> Exercise task
Copy word for word the part of the mailing list post on conflict detection in logical replication, starting at "On Thu, Aug" and ending at "comment by Nisha[2].".

> Document excerpt
══════
Home > mailing lists

Re: Conflict detection for update_deleted in logical replication - Mailing list pgsql-hackers

From	Masahiko Sawada
Subject	Re: Conflict detection for update_deleted in logical replication
Date	August 16 02:44:23
Msg-id	CAD21AoDH5x-Wt=x=xrrrD99+BYp30fwH0FHaxx6HvEfcPrxNxA@mail.gmail.com Whole thread Raw
In response to	RE: Conflict detection for update_deleted in logical replication ("Zhijie Hou (Fujitsu)" <houzj.fnst@fujitsu.com>)
List	pgsql-hackers

Tree view

On Thu, Aug 14, 2025 at 10:46 PM Zhijie Hou (Fujitsu)
<houzj.fnst@fujitsu.com> wrote:
>
> On Thursday, August 14, 2025 11:46 AM shveta malik <shveta.malik@gmail.com> wrote:
> >
> > On Wed, Aug 13, 2025 at 4:15 PM shveta malik <shveta.malik@gmail.com>
> > wrote:
> > >
> > > On Wed, Aug 13, 2025 at 10:41 AM Zhijie Hou (Fujitsu)
> > > <houzj.fnst@fujitsu.com> wrote:
> > > >
> > > >
> > > > Here is the V61 patch set which addressed above comments and the
> > comment by Nisha[2].
══════
Items listed in a dataset:
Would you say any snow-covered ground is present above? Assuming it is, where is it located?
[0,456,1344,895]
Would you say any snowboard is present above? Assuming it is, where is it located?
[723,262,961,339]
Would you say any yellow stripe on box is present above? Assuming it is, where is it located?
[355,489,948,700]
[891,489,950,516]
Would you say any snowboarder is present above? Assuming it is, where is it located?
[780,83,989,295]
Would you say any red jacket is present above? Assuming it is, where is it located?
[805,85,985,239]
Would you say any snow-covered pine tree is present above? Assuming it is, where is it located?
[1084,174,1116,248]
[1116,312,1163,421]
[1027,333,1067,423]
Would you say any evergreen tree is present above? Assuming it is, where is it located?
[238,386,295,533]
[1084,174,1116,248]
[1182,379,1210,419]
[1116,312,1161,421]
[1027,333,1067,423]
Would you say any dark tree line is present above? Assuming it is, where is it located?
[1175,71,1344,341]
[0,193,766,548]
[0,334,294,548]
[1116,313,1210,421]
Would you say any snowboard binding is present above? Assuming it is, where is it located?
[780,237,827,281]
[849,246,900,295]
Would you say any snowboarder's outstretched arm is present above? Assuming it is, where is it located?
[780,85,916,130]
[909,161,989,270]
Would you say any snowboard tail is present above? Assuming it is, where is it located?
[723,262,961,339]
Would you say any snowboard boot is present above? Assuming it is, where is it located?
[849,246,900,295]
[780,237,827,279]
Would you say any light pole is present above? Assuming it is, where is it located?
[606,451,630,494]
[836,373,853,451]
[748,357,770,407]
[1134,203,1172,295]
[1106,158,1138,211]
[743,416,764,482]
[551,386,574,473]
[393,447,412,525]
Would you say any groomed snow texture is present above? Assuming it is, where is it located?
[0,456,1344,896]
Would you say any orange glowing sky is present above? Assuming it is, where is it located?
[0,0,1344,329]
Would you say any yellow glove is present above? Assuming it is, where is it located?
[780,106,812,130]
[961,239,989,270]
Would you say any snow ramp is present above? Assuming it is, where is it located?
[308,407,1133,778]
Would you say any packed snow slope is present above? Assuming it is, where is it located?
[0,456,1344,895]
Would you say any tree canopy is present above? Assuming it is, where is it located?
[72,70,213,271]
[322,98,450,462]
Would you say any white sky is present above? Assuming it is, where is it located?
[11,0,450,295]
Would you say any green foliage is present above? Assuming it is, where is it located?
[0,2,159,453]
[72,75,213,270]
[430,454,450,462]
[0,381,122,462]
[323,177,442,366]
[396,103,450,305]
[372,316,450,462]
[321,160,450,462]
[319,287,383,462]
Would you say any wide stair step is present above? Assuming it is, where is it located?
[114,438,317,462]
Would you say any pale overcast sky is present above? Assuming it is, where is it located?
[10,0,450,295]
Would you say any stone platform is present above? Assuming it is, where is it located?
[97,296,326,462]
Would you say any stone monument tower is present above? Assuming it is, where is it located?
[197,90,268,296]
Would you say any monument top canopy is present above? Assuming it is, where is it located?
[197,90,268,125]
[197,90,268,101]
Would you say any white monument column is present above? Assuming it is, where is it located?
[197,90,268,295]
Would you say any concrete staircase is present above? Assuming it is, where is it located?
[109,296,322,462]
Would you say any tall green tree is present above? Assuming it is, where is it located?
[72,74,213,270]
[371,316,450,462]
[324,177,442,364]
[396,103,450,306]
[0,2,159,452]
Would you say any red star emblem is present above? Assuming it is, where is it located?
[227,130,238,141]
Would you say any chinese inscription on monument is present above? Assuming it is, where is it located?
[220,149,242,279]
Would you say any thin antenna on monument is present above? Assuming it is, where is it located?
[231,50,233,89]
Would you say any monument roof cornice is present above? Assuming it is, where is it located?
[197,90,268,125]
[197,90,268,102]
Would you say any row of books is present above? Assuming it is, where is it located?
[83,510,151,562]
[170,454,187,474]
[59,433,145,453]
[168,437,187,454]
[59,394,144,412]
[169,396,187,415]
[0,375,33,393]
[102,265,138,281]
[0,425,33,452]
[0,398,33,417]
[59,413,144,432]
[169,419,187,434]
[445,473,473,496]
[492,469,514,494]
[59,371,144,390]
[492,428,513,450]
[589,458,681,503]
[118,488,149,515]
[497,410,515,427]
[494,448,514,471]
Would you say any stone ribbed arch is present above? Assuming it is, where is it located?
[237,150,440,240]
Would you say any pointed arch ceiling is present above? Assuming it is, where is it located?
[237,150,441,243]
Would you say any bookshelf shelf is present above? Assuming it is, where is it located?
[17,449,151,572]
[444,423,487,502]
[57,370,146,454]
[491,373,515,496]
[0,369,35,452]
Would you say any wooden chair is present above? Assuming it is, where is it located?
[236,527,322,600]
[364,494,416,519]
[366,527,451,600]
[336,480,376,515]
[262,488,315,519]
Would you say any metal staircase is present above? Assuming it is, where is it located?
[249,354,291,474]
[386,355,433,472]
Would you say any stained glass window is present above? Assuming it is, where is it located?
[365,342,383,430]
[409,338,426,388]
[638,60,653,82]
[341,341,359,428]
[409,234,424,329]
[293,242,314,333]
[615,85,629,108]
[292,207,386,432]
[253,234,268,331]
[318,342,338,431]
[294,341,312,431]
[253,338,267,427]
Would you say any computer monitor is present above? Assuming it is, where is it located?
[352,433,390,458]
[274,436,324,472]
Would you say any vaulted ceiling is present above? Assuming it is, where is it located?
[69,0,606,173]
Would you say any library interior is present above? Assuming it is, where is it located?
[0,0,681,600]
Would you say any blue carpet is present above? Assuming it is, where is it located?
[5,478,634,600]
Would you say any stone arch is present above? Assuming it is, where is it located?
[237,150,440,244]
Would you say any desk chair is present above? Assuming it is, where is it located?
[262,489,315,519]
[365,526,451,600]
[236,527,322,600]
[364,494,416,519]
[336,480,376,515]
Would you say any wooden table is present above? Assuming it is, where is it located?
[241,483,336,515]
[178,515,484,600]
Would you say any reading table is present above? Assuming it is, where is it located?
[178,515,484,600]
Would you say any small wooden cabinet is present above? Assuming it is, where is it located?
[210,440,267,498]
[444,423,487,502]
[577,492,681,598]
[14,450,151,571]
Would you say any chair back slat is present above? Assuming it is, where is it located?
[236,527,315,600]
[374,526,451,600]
══════
> Result for this task
On Thu, Aug 14, 2025 at 10:46 PM Zhijie Hou (Fujitsu)
<houzj.fnst@fujitsu.com> wrote:
>
> On Thursday, August 14, 2025 11:46 AM shveta malik <shveta.malik@gmail.com> wrote:
> >
> > On Wed, Aug 13, 2025 at 4:15 PM shveta malik <shveta.malik@gmail.com>
> > wrote:
> > >
> > > On Wed, Aug 13, 2025 at 10:41 AM Zhijie Hou (Fujitsu)
> > > <houzj.fnst@fujitsu.com> wrote:
> > > >
> > > >
> > > > Here is the V61 patch set which addressed above comments and the
> > comment by Nisha[2].